**About this exercise:** Copy exactly the lines of the material below, starting with the first and including the line that holds "Examine the image and locate every instance of window".

**Provided records:**
• • • •

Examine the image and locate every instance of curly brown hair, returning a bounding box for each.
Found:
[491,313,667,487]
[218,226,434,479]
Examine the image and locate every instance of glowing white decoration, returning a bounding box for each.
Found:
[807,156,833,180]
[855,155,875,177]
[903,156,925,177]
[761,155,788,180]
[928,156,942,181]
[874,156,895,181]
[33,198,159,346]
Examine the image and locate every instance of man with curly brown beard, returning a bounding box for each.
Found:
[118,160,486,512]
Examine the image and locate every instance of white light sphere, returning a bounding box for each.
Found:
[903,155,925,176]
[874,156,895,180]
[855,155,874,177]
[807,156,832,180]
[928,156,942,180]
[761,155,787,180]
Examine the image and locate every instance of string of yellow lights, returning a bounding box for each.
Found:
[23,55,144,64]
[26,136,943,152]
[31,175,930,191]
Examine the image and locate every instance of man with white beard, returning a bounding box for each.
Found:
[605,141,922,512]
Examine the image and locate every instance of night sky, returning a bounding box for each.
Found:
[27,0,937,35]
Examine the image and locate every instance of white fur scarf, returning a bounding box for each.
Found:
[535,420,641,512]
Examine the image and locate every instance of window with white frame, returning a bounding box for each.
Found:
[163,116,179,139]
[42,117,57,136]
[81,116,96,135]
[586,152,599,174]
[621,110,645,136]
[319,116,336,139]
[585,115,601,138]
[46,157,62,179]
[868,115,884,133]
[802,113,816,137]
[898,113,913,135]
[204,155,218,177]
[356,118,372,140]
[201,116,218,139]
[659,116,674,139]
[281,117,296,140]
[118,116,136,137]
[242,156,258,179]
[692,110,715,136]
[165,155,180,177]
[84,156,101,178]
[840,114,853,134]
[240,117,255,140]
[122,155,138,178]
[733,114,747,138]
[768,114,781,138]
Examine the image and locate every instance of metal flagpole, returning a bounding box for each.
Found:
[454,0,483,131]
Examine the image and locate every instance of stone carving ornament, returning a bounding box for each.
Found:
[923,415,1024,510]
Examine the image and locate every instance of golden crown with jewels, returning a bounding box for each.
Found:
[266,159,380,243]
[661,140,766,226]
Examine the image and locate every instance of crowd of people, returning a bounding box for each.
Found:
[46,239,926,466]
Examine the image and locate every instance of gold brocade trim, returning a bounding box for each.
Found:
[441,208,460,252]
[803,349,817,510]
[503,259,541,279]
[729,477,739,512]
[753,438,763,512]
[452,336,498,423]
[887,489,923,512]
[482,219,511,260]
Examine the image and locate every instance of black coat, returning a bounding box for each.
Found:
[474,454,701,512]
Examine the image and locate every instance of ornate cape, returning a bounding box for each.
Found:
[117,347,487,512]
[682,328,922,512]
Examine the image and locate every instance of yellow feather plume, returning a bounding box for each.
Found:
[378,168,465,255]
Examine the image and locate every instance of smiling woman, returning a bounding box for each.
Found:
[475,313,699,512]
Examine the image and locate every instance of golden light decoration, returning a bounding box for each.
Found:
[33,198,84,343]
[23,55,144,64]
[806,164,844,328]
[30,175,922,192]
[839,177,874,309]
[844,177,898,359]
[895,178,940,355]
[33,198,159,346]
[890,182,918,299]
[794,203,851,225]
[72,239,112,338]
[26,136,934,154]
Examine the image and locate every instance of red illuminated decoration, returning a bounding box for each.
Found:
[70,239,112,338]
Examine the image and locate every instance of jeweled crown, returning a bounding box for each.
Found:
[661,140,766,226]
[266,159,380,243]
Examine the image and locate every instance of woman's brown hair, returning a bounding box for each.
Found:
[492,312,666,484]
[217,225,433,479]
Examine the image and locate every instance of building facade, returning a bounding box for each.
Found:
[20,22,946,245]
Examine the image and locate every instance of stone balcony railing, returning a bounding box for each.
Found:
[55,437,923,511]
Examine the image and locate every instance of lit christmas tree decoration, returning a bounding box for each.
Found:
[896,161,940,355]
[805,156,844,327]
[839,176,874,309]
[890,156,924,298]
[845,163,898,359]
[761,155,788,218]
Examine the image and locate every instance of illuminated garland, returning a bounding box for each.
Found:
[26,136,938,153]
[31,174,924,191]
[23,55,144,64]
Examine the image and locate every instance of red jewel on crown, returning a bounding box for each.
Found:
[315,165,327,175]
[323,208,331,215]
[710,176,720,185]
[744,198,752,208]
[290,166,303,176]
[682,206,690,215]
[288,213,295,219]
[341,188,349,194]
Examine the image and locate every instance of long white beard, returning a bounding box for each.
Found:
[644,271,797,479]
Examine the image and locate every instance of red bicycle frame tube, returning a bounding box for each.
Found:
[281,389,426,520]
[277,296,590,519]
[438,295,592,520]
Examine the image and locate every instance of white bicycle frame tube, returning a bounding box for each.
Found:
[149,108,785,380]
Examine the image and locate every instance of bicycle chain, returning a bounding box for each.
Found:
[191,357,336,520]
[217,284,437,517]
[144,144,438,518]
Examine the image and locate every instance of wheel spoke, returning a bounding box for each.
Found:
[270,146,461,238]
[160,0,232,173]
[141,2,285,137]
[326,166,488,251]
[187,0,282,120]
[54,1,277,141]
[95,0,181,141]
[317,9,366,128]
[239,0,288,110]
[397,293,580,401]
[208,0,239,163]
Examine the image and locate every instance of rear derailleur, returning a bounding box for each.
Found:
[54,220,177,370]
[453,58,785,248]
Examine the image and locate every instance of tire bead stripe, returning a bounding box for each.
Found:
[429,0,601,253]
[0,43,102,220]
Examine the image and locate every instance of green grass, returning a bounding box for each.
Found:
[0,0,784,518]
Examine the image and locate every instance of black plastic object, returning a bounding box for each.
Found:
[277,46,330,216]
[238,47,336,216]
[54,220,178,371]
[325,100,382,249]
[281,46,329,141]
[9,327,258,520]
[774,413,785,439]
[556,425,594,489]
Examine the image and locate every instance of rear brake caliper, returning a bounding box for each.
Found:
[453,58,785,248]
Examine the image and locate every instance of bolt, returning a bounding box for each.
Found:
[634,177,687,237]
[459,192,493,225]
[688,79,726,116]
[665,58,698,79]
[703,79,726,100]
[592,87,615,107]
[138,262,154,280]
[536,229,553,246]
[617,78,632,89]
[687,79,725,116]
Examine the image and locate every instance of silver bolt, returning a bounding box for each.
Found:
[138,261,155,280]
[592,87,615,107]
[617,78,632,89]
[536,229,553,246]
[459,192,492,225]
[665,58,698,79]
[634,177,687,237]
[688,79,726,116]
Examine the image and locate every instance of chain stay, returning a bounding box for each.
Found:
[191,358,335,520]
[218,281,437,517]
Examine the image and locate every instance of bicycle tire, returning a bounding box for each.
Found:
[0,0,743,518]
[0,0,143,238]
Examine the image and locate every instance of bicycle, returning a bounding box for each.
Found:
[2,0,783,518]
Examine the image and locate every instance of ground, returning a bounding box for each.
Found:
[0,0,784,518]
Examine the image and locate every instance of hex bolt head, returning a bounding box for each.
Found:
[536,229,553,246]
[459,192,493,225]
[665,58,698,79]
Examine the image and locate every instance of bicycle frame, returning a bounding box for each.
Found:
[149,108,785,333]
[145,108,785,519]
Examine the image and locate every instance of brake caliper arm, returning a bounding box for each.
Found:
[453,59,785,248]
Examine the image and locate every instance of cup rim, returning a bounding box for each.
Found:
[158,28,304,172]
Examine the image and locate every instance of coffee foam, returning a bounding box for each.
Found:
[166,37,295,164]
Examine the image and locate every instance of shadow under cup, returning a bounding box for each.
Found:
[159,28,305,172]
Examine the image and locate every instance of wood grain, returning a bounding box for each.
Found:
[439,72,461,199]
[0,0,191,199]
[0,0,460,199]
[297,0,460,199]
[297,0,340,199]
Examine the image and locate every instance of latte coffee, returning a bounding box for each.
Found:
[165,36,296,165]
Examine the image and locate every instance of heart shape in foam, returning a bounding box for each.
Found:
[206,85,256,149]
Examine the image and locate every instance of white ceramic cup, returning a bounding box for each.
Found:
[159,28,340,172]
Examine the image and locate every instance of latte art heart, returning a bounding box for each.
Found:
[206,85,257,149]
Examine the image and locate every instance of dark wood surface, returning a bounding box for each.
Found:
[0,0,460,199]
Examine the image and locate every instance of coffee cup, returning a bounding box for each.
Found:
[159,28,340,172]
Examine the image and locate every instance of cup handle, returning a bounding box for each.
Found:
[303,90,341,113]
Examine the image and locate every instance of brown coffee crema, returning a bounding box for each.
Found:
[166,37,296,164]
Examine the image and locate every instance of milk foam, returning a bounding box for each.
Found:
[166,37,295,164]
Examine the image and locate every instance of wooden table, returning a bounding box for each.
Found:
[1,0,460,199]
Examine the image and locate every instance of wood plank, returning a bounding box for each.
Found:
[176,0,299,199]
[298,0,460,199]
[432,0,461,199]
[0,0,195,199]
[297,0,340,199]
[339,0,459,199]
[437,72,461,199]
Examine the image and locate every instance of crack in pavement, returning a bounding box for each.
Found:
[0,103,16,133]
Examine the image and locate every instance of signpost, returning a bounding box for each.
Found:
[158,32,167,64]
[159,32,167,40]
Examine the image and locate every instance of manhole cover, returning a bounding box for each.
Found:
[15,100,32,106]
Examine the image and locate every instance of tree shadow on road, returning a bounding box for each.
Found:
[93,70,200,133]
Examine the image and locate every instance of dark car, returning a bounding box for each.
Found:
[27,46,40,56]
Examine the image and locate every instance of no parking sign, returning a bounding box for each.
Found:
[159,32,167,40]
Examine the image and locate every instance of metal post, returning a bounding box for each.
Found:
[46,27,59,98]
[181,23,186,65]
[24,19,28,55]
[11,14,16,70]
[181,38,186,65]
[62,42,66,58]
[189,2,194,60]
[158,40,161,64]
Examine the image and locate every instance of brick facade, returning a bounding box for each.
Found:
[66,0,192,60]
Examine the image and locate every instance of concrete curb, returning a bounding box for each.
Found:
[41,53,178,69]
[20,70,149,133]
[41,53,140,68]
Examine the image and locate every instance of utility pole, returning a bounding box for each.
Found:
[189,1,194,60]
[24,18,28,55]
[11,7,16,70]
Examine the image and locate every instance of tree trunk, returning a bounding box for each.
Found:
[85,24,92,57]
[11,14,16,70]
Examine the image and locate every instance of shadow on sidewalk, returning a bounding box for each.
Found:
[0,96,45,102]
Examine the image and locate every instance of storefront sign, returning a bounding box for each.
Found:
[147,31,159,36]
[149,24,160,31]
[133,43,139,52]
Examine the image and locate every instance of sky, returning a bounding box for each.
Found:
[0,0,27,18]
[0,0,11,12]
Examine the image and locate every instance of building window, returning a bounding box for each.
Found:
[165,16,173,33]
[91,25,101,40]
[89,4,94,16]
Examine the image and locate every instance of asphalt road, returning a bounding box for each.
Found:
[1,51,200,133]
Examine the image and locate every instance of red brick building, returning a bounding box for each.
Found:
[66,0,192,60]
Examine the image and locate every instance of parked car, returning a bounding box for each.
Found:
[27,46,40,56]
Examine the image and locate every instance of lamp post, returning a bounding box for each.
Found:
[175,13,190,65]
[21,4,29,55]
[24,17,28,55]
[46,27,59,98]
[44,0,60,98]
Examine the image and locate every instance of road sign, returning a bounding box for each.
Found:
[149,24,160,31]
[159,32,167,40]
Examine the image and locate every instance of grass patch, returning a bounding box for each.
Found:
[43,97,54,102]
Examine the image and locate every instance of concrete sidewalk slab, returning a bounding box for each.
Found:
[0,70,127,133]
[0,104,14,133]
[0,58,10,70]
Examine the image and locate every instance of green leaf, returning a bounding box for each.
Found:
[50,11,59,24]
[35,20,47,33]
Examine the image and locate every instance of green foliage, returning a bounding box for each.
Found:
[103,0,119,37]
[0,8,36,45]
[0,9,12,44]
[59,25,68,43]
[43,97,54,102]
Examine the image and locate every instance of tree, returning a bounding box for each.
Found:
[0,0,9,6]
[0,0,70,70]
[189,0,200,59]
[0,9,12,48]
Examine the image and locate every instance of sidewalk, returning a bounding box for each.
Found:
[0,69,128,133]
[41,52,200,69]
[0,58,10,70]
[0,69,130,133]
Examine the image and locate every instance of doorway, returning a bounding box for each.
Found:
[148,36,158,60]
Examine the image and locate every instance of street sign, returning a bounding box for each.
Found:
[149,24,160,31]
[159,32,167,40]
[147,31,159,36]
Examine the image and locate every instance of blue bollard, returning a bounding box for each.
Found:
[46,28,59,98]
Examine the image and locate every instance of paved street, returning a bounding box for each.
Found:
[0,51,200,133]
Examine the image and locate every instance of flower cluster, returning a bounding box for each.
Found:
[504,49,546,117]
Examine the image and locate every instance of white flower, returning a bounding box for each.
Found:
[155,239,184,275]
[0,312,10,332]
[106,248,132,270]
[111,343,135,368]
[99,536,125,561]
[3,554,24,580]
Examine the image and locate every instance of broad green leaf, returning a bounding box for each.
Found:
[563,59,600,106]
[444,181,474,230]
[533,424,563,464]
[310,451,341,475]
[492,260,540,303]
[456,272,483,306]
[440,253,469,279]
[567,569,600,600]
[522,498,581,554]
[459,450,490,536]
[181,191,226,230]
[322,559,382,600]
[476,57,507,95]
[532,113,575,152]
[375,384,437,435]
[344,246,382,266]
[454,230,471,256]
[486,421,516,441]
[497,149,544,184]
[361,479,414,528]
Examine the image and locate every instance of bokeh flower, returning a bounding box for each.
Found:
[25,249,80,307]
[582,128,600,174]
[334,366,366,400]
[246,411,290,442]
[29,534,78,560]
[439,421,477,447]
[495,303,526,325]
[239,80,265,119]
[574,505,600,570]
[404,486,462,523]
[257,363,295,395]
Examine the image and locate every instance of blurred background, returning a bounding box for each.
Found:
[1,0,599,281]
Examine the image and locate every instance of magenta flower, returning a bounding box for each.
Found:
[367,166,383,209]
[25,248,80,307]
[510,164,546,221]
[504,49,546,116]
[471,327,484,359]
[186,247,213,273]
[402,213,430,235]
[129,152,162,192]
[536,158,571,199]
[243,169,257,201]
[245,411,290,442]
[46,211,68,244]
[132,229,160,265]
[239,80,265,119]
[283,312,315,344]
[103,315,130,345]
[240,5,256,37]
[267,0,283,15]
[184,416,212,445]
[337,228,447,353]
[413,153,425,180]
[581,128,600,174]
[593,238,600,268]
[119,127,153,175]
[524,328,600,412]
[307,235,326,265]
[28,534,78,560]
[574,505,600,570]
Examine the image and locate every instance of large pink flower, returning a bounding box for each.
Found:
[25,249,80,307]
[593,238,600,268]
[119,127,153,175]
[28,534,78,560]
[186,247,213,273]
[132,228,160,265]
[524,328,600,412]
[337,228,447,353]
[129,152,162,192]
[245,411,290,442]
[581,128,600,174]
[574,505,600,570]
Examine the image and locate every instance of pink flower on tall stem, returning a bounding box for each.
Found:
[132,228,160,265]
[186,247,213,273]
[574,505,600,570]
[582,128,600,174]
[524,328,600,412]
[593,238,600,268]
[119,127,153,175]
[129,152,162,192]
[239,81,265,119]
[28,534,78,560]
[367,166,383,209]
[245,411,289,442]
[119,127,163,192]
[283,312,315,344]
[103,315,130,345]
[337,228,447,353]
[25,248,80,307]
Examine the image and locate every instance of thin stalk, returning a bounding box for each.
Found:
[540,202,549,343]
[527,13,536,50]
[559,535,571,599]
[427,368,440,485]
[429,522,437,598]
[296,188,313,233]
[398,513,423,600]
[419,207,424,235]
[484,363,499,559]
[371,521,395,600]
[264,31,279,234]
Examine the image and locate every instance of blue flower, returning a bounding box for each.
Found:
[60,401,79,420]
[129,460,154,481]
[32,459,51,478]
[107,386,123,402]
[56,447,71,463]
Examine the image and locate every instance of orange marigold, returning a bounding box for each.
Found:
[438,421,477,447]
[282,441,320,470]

• • • •

**Reply:**
Examine the image and locate every instance of curly brown hair, returning a bounding box for each.
Found:
[491,313,667,487]
[218,226,434,479]
Examine the image and locate every instance of glowing white decoration, returning a bounding box for each.
Found:
[807,156,833,180]
[855,155,875,177]
[903,156,925,177]
[761,155,788,180]
[928,156,942,181]
[874,156,895,181]
[33,198,159,346]
Examine the image and locate every instance of man with curly brown beard, returning a bounding box for each.
Found:
[118,160,486,512]
Examine the image and locate every instance of white light sphere, returning a bounding box for each.
Found:
[903,155,925,176]
[874,156,895,180]
[855,155,874,177]
[807,156,832,180]
[928,156,942,180]
[761,155,787,180]
Examine the image and locate every instance of string of yellow lights, returning a bounding box for each.
Found:
[23,55,144,64]
[26,136,943,152]
[31,175,930,191]
Examine the image and locate every instance of man with white beard, returning a bounding box for each.
Found:
[605,141,922,512]
Examine the image and locate every instance of night sky, returning a bounding box for each.
Found:
[27,0,937,35]
Examine the image and locate every instance of white fur scarf, returning a bounding box for each.
Found:
[535,420,641,512]
Examine the image and locate every instance of window with white frame, returning a bounding box for each.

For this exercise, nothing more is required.